## Source extract
My mom got the call at work, twenty-five miles away. Suddenly her Heart Mom gene flipped to ON and she barely remembers what happened next.

What happened was she ran to the car – an older AMC Ambassador – and put her foot on the floor. Pedal to the metal with the engine screaming, the best cars and drivers that NASCAR has to offer could not have beat momma that day. She drove that AMC Ambassador twenty five miles in a little more than twenty minutes, arriving just behind the ambulance. The ambulance parked in the parking spot nearest the door, but momma skidded to a stop with two wheels on the sidewalk!

Daddy hadn’t arrived yet when I left in the ambulance, but momma was going with me and there was no question about it. She jumped into the ambulance as  they loaded me in, and soon we were moving. The last view I had before they shut the doors was of our car, still sitting there with two wheels on the sidewalk.

How are they going to load the buses? When you are 11 years old these questions are important.

That ambulance ride ended at our community hospital, but my journey would continue to a larger hospital and from there to the University of Alabama at Birmingham for my second heart operation. Mom and Dad were there every step of the way. I’m doing well now, and Momma’s Heart Mom instincts usually don’t come into play. I can still set them off – just let me forget to set my alarm clock and not get up at my usual time!

## Tasks to complete
1. For each statement about the ambulance ride account, say yes or no and quote the words that decide it: (a) The mother drove twenty-five miles in a little more than twenty minutes. (b) The father rode along in the ambulance. (c) The second heart operation took place at the community hospital.
2. Please set down the passage of the ambulance ride account between "Daddy hadn’t arrived" and "questions are important.", inclusive.
The records are separate material with no connection to the ambulance ride account.

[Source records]

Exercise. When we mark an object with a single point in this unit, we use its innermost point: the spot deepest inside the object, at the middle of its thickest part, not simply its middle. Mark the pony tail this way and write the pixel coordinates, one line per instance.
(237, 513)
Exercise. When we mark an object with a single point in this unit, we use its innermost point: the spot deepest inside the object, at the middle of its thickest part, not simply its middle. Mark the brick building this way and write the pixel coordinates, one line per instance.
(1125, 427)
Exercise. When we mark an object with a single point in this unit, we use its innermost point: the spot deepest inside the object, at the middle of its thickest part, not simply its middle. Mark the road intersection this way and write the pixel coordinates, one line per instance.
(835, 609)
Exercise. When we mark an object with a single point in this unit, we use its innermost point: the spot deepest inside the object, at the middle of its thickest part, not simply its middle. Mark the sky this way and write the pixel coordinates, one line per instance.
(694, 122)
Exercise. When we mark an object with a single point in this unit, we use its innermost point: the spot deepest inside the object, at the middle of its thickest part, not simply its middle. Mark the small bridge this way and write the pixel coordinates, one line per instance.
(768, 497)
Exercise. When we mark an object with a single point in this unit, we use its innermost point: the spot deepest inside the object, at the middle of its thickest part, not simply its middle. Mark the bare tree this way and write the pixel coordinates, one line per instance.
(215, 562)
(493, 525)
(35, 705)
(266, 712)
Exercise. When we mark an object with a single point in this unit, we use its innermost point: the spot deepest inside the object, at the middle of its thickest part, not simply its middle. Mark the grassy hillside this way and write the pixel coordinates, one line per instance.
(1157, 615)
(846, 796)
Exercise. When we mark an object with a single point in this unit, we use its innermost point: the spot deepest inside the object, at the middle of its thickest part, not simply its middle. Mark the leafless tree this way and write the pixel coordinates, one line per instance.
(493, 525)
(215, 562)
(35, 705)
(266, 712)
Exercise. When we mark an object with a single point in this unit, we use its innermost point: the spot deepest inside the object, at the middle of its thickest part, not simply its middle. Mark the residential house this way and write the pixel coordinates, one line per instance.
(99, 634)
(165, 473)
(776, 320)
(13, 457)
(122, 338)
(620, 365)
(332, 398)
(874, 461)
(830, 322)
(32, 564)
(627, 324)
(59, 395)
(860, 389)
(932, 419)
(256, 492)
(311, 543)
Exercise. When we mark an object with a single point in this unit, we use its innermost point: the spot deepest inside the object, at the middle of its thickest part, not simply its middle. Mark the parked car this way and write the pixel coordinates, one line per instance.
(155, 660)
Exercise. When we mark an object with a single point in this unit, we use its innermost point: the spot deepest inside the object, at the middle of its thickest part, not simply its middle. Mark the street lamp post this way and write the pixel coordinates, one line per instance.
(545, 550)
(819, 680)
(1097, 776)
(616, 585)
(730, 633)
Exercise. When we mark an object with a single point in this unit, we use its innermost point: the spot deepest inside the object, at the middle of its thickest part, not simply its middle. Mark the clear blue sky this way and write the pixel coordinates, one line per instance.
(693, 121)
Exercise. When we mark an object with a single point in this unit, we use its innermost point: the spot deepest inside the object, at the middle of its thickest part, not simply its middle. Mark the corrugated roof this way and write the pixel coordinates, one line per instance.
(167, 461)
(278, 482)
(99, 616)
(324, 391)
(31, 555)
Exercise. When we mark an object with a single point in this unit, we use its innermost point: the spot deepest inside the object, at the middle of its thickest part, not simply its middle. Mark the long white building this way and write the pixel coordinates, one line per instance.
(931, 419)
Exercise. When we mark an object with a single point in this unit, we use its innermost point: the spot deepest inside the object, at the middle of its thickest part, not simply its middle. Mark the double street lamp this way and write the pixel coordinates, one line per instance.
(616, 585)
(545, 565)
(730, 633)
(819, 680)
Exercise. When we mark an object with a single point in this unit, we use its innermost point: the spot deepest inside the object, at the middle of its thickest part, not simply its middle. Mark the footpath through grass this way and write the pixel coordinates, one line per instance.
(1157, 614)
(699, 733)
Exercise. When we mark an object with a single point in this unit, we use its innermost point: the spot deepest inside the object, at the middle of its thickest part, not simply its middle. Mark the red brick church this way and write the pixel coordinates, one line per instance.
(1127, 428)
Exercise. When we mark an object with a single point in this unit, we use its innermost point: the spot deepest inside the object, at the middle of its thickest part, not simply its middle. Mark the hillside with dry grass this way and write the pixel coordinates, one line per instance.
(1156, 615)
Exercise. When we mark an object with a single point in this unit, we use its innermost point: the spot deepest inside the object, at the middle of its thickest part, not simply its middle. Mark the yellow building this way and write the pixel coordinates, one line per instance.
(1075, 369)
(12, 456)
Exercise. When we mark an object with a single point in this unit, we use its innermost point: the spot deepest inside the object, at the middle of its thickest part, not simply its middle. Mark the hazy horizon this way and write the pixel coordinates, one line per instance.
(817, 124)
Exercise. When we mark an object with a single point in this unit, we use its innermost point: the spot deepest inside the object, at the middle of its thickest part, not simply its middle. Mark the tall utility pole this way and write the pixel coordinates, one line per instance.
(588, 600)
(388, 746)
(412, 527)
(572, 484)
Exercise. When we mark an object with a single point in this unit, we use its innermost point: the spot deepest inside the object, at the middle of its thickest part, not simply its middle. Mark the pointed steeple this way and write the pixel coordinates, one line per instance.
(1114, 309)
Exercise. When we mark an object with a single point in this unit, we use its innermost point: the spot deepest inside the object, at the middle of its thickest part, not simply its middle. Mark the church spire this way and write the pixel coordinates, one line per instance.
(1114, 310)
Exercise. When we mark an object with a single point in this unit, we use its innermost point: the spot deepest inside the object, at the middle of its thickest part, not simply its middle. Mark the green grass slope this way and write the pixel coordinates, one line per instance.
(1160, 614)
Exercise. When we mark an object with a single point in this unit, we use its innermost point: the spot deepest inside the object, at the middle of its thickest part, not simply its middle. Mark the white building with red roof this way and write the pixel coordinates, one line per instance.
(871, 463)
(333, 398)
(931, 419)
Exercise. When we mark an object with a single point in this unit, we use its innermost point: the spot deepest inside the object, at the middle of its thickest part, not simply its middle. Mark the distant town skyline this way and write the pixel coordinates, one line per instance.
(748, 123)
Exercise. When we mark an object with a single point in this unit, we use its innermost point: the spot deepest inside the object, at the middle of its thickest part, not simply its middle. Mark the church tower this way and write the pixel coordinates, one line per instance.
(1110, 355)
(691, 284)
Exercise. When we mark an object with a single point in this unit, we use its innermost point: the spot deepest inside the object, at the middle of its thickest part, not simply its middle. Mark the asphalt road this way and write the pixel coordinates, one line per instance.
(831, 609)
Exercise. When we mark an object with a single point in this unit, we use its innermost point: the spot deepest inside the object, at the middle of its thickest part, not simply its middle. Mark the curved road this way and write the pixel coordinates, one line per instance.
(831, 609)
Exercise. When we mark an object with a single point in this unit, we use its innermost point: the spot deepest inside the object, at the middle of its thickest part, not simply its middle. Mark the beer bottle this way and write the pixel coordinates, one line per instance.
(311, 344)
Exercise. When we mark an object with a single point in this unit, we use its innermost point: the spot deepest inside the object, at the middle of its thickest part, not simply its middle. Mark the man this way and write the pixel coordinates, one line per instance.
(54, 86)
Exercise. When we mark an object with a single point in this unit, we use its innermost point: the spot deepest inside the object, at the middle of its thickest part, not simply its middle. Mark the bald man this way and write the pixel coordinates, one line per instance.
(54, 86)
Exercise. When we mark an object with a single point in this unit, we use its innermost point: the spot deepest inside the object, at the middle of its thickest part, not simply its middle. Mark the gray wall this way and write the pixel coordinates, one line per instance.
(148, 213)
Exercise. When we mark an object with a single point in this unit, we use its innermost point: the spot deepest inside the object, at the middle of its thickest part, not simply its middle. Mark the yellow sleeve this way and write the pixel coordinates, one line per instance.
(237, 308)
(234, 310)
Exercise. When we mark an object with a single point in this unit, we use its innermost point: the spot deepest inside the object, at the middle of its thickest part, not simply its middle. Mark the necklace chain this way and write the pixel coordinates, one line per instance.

## Solutions in order
1.
(a) Yes: "She drove that AMC Ambassador twenty five miles in a little more than twenty minutes"
(b) No: "Daddy hadn’t arrived yet when I left in the ambulance"
(c) No: "from there to the University of Alabama at Birmingham for my second heart operation"

2.
Daddy hadn’t arrived yet when I left in the ambulance, but momma was going with me and there was no question about it. She jumped into the ambulance as  they loaded me in, and soon we were moving. The last view I had before they shut the doors was of our car, still sitting there with two wheels on the sidewalk.

How are they going to load the buses? When you are 11 years old these questions are important.